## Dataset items

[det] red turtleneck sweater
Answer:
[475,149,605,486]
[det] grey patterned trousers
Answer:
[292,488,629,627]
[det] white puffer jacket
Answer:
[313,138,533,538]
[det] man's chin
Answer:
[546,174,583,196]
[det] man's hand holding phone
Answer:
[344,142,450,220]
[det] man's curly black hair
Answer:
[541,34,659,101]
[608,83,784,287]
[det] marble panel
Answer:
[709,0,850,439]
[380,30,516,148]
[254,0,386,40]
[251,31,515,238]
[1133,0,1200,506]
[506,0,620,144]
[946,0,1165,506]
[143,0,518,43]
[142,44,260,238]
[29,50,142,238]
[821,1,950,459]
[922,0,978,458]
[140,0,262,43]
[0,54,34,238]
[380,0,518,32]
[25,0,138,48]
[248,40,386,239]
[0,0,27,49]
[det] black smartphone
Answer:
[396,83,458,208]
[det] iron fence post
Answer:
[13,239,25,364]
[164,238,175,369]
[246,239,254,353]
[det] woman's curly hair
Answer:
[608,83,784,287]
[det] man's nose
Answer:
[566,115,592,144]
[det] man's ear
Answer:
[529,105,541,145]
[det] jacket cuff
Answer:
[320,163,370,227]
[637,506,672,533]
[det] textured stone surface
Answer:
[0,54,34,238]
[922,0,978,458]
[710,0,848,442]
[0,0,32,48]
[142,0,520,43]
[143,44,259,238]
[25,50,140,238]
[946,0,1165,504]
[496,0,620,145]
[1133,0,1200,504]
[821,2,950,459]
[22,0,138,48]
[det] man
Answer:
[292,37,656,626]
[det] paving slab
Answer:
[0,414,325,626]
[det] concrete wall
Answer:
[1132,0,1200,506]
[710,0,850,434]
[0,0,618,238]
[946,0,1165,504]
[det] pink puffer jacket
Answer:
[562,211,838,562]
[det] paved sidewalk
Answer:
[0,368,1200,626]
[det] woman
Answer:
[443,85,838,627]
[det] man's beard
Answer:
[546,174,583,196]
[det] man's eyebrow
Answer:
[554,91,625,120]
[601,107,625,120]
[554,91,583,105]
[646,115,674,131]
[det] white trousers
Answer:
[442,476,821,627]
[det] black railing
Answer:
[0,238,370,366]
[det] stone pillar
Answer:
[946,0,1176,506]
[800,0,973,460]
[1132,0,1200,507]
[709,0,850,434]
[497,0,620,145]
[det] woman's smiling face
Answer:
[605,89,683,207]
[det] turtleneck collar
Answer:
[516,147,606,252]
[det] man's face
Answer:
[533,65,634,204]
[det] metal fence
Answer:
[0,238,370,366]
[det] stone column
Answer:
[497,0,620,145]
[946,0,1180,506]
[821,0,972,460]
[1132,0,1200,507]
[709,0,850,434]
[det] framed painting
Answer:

## PROMPT
Could you return every one of the items above, line for line and with nothing changed?

## RESULT
[det] red turtleneck sweater
Answer:
[475,149,605,486]
[det] grey patterned trousers
Answer:
[292,488,629,627]
[det] white puffer jacket
Answer:
[313,138,533,538]
[det] man's chin
Answer:
[546,174,583,196]
[det] man's hand holding phone
Answer:
[344,142,450,220]
[det] man's curly black hair
Answer:
[541,34,659,101]
[608,83,784,287]
[det] marble panel
Answer:
[709,0,850,439]
[380,30,516,148]
[254,0,386,40]
[251,31,515,238]
[1133,0,1200,506]
[506,0,620,144]
[946,0,1165,506]
[143,0,518,43]
[142,44,260,238]
[29,50,142,238]
[821,1,950,459]
[922,0,978,458]
[140,0,262,43]
[0,54,34,238]
[380,0,518,32]
[25,0,138,48]
[248,40,386,239]
[0,0,27,49]
[det] black smartphone
Answer:
[396,83,458,208]
[det] iron fence post
Answer:
[13,239,25,364]
[164,238,175,369]
[246,239,254,353]
[det] woman's curly hair
Answer:
[608,83,784,287]
[det] man's nose
Answer:
[566,115,592,144]
[det] man's ear
Answer:
[529,105,541,145]
[det] jacket cuff
Answer:
[320,163,370,227]
[637,506,672,533]
[det] textured stone surface
Answer:
[0,54,34,238]
[922,0,978,458]
[710,0,848,442]
[0,0,32,48]
[142,0,520,43]
[143,44,259,238]
[25,50,140,238]
[946,0,1165,504]
[496,0,620,145]
[1133,0,1200,504]
[821,2,950,459]
[22,0,138,48]
[det] man
Answer:
[292,37,656,626]
[det] paving slab
Answer:
[0,414,325,626]
[det] concrete wall
Answer:
[1132,0,1200,506]
[710,0,850,434]
[0,0,618,238]
[946,0,1165,504]
[det] pink puffer jacket
Answer:
[562,211,838,562]
[det] paved sidewalk
Answer:
[0,368,1200,626]
[det] woman
Answer:
[443,85,838,627]
[det] man's beard
Answer:
[546,174,583,196]
[det] man's eyebrow
Answer:
[554,91,625,120]
[601,107,625,120]
[554,91,583,105]
[646,115,674,131]
[det] white trousers
Answer:
[442,476,821,627]
[det] black railing
Answer:
[0,238,370,366]
[det] stone pillar
Answer:
[946,0,1176,506]
[800,0,973,460]
[1132,0,1200,507]
[709,0,850,434]
[497,0,620,145]
[det] woman's smiling face
Answer:
[605,89,683,207]
[det] turtleneck collar
Answer:
[516,147,606,252]
[det] man's face
Answer:
[533,65,634,204]
[det] metal fence
Answer:
[0,238,370,366]
[det] stone column
Answer:
[497,0,620,145]
[946,0,1180,506]
[821,0,972,460]
[1132,0,1200,507]
[709,0,850,434]
[det] framed painting
Answer:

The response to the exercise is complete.